# Records for this exercise
>>>

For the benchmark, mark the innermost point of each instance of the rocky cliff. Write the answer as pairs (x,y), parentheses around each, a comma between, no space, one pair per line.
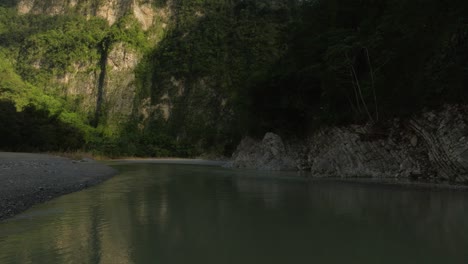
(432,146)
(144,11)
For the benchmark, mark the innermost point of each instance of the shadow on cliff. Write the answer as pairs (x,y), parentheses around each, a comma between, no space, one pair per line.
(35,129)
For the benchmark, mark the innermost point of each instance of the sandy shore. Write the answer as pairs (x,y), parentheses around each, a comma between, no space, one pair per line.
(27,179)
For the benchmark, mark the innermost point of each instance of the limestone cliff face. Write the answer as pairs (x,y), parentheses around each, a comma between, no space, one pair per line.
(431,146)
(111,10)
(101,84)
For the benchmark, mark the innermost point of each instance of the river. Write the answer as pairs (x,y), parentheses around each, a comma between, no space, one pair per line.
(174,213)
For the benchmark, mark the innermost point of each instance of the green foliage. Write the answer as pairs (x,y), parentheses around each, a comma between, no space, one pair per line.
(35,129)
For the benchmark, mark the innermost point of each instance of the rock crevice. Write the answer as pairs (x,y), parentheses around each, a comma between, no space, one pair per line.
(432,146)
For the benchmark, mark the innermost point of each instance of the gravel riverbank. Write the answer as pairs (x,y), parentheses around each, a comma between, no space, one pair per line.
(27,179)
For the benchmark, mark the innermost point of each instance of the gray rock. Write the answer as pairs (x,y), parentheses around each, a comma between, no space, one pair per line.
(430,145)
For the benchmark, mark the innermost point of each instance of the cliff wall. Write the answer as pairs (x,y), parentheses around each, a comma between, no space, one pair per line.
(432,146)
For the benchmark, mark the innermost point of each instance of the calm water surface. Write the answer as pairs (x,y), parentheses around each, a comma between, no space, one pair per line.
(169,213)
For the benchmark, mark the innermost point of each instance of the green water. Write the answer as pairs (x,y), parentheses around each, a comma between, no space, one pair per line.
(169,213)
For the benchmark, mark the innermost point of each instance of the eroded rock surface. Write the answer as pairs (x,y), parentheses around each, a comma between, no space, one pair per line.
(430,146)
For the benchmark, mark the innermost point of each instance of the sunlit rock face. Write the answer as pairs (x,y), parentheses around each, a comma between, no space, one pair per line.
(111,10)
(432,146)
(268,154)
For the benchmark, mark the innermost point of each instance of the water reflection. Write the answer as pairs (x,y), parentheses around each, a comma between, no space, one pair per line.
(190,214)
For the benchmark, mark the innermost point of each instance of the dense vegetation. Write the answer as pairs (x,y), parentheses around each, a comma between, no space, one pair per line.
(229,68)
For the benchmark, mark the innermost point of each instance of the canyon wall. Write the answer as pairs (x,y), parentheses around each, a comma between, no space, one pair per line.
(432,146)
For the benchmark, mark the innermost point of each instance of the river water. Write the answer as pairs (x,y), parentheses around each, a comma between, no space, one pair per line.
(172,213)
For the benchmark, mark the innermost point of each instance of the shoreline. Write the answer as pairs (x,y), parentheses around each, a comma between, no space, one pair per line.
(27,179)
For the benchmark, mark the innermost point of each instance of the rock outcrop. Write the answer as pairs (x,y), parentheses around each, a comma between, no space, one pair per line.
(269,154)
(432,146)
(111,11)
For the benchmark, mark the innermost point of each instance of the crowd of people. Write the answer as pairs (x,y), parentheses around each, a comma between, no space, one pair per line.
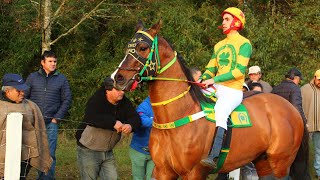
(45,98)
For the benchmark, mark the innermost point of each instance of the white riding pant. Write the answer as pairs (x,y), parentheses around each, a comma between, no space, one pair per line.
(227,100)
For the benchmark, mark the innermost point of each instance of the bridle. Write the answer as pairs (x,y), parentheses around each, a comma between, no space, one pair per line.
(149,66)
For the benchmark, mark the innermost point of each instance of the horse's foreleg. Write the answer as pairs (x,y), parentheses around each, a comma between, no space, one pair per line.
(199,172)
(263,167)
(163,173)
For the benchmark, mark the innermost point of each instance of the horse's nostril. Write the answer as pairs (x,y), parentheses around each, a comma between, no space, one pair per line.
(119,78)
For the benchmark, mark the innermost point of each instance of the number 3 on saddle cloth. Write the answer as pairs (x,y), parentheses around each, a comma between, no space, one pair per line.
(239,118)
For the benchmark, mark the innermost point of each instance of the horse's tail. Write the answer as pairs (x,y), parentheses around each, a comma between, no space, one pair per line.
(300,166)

<<<

# Instruction
Copy the listing in full and without alteration, omitting every picture.

# Exercise answer
For the benchmark, mark the innermost point of each instance of the rocky cliff. Write the answer as pairs (x,y), parentheses around each, a comma between, no space, one pair per line.
(432,146)
(144,11)
For the benchmark, mark the innermost point of each instance of the shadow on cliff. Write the answer as pairs (x,y), parentheses around each, a comma between, no space, one pair per line.
(35,129)
For the benchmark, mark the innermost point of each instance of the sandy shore. Write the answer as pairs (x,y), parentheses around each, a comma between, no space, one pair per line.
(27,179)
For the benchmark, mark the innermost point of each instance of the limestone cliff face. Write the answer as pairs (x,y), parentheses around each, a comma between, no space, one pair per line.
(431,146)
(111,10)
(101,84)
For the benchmark, mark the innermost point of each instance of the river. Write the answer as pairs (x,y), parentheses around each, a comma between, no space, one pair per line.
(174,213)
For the benchmark, mark the innermost point of each instance of the green foliage. Write the answer as pairs (x,y), parentheses around each, a comma between, no space, one pair per line.
(35,129)
For the benchmark, mark the innermost point of each instance of the rock crevice. Write the answer as pairs (x,y), parentheses around each, a comma between, no space, one pair per line.
(432,146)
For the benchmark, mark the innermost point of each instance of the gravel riverbank. Write the answer as pairs (x,y), parentheses around each, a comma between, no space, one pair per line.
(27,179)
For the benchmark, mark the innermost point of each instance of the gray rock. Write the answer as pairs (x,y), parentheses around each, a comma between, no space, one pair per line.
(430,145)
For the benchmark, mark the innermost point of each instance of the cliff wall. Write the answer as pairs (x,y), parentheses around each, a comma between, no space, one pair per line.
(432,146)
For the benchmark, mark the innermost point of each instance of the calm water surface. Write the answer as pairs (x,y), parentheses around each, a comma between, no space, one pair per line.
(169,213)
For the benchmark, mark the innermost point of each instance of the green water. Write the answer as pairs (x,y), parentheses around each, a comma between, no space, one pair per line.
(169,213)
For the benchmark, mark the innermost point of each instance of the eroded rock surface. Write the answer as pairs (x,y), parentheses around each, a comma between, no space, one pair per line.
(430,146)
For the benchmark, mark the innermost point of each instance of the sunlit rock face. Write the answer as pairs (x,y), parentheses around each, a comma between, no space, one pair per line.
(111,10)
(432,146)
(268,154)
For the benchmark, mark the innermost point of each instance of the water reflection. Write the answer as pairs (x,y), parentheses around each, a comma between, no space, one pair per line.
(190,214)
For the benchmark, mark the innermost point of each instance of the dense vegetation. Write the answer as pairs (x,y), parentheses around each, a comma between, no space, one pair per line.
(229,68)
For the benchmark, mark the innermost point of each instance of the canyon wall. Write the answer as pairs (x,y), parentheses around each, a comma between, no space, one pair per line.
(432,146)
For the benchmark, mark the innermost point of each instance of the river water. Write the answer as pairs (x,y), parentheses around each, a comma between, no space, one pair per line.
(172,213)
For the benchmark, mark the innermost point of each instance of the shoreline. Write the answer as pairs (x,y), parentheses around each, a comma between, no space, one pair per line.
(27,179)
For the benchmark, mark the innermost point of each instance of the rock outcrop. Write the answer as pairs (x,y), parentheses around each, a comma between, no space, one pair per line.
(269,154)
(432,146)
(111,11)
For the benchmark, mark the innermost point of each instance of the crowd of people. Write the answer as pairs (x,y), parentheses around each, a comma between, no space, one pair per line.
(45,98)
For the benchmark, mark the innermost point of each instance of the white riding pant. Write the answer as pairs (x,y), parentheses around each, a comma between, no space, one pair per line.
(227,100)
For the benchmark, mark the innermost point of each instance of the bridle. Write the answer as pairs (x,y), parentheses around each, a comma between, no space, one pair per line.
(149,66)
For the benchmark, mark the innermost point of each instance of the horse's foreleg. Write the answer as pairs (x,y), parentheses around each, a comma between, no space, one pair per line.
(199,172)
(263,167)
(163,173)
For the benchmark, mark the innermost point of each instance of the horse's nostril. Write the answer as pairs (x,y), parentheses around each, a comma between, no space, one pair per line.
(119,78)
For the benchmark, mark the innermost point of each instance of the number 3 on saddle cloth. Write the answer as pairs (x,y), parentheses around each, a comma between, no space, one pair per line.
(239,118)
For the benchmark, mark the innermost point of each instance of the horse's tail. Write the answer as pairs (x,y), parentheses around each, a comma between, no space, one pair per line.
(300,166)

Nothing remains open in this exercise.